▶ **Provided text**
Sunday 8 February 2015

Indian hegemony in South Asia



The importance of Pak China cooperation in infrastructure development can be best understood if one goes through the Indian opposition of Chinese support for Gwadar port. India itself is helping Iran in the construction of Chabahar port, located at a distance of around 70 kilometers from Gwadar. It seems that India is fully aware of the fact that Pakistan offers the shortest and the most cost effective route to Central Asia via Afghanistan.
India is constructing Chabahar not only to undermine Pakistan’s importance but also for establishing its hegemony in the Indian Ocean. In this endeavor India is fully supported by the United States, as no action has been taken against India for violating economic sanctions imposed on Iran.
India terms Gawadr a threat for its existence and its maritime trade. It goes to the extent of term Gwadar a potential Chinese naval port. If India is constructing Chabahar to protect its economic interest, China is also doing the same by managing Gwadar to protect its commercial interest, especially oil being bought from Iran.
One of the points is that India had been overreacting about the Chinese assistance extended in the construction of the Gwadar port in the Baluchistan province of Pakistan. India has been creating the hype that the Chinese presence in Gwadar is not only a serious threat for India, but it would also give China extra leverage in the region.
India alleges that China has acquired management control of Gwadar to use it as its naval base. This mantra is aimed at seeking support of United States and Russia, who consider China a major power in the region.
Indian propaganda has also been aimed at creating an impression that Afghanistan was highly unhappy because it wanted to join hands with India to move its shipments through Chabahar port. India also tried to pass on the message to Central Asian countries that Chabahar located in warm waters and the road and rail network being constructed would make it the gateway for them to the rest of world. Additionally, there has also been regular propaganda about Iranian, Afghani and Indian cooperation. However, one of the news sources quoting Iranian authorities opened the Pandora’s Box and unleashed the disinformation being spread by India. In a meeting, Hassan Nourian, Iranian Consul General in India exposed the extent of cooperation being extended by India.

▶ **Records shown**
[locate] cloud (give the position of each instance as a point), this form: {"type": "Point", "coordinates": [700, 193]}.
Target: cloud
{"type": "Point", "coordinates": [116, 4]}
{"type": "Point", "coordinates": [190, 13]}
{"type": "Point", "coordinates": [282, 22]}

▶ **Task brief**
Please continue the article on the Gwadar and Chabahar ports above, beginning right after its last sentence.

▶ **Exercise result**
Being a seasoned diplomat, Nourian expressed hope that India would act fast on the Chabahar port, which it had promised to build as far back as 2003. The message in between the lines was loud and clear — that Iranians were upset with Indian attitude.
India’s exasperatingly slow progress in building the port — 11 years so far and work has not even begun — has been a major source of irritation for the Iranians. After all, they gave the project to India rejecting a Chinese offer.
A s against this, the Chinese have finished building the Gwadar port in Pakistan that is located 70 kilometers east of Chabahar. It seems that the Iranians have realized, though very late, the reason why India wanted the project — to thwart the Chinese. It has also become evident why the India is dragging its feet — for fear of annoying the US. For Iran, the Chabahar port is of great economic importance and its great economic and strategic significance is also known to India. The port has the potential to open a route that leads to Afghanistan, a lucrative market today, and beyond, to the mineral-rich countries such as Kazakhstan and Turkmenistan. As Iran is annoyed there emerges an opportunity for China, which is one of the biggest buyers of Iranian oil, seeking a port outside Strait of Hormaz. India has also realized that the game is slipping out of its hands. If India loses Chabahar to the Chinese, it would greatly undermine much talked about Indian supremacy in the Indian Ocean. Sri Lanka offered the Humbantota port development project to India, twice. The tsunami-ravaged port was in President Rajapaksa’s constituency and he was keen on re-building it. While India dithered, China jumped in.
Humbantota has developed into a fine port. India ceded a key strategic space in its own backyard to China. No one could be blamed except India, because UPA partner DMK didn’t let India do any development work in Sri Lanka. Now, Chabahar is going the Humbantota way. While India drags its feet in Myanmar, China is moving in fast. While India dumped the two hydro-electric projects terming those “too expensive”, China is going ahead with as many as 33 projects. The port of Sittwe is critically important for India, for it would open up the North East. India did secure the project — it was given to the Essar Group. There have been delays, but the work has begun. However, the project is only a part of what India had committed to doing, which was to build the entire multi-modal transport corridor — the Kaladan project. For parts of the project other than the port, even the tenders have not been floated.
At this stage, place after place in India’s neighborhood, including Afghanistan, are likely to slip out of its dominance and going under China’s influence. This is happening only because of the dichotomy of Indian policies.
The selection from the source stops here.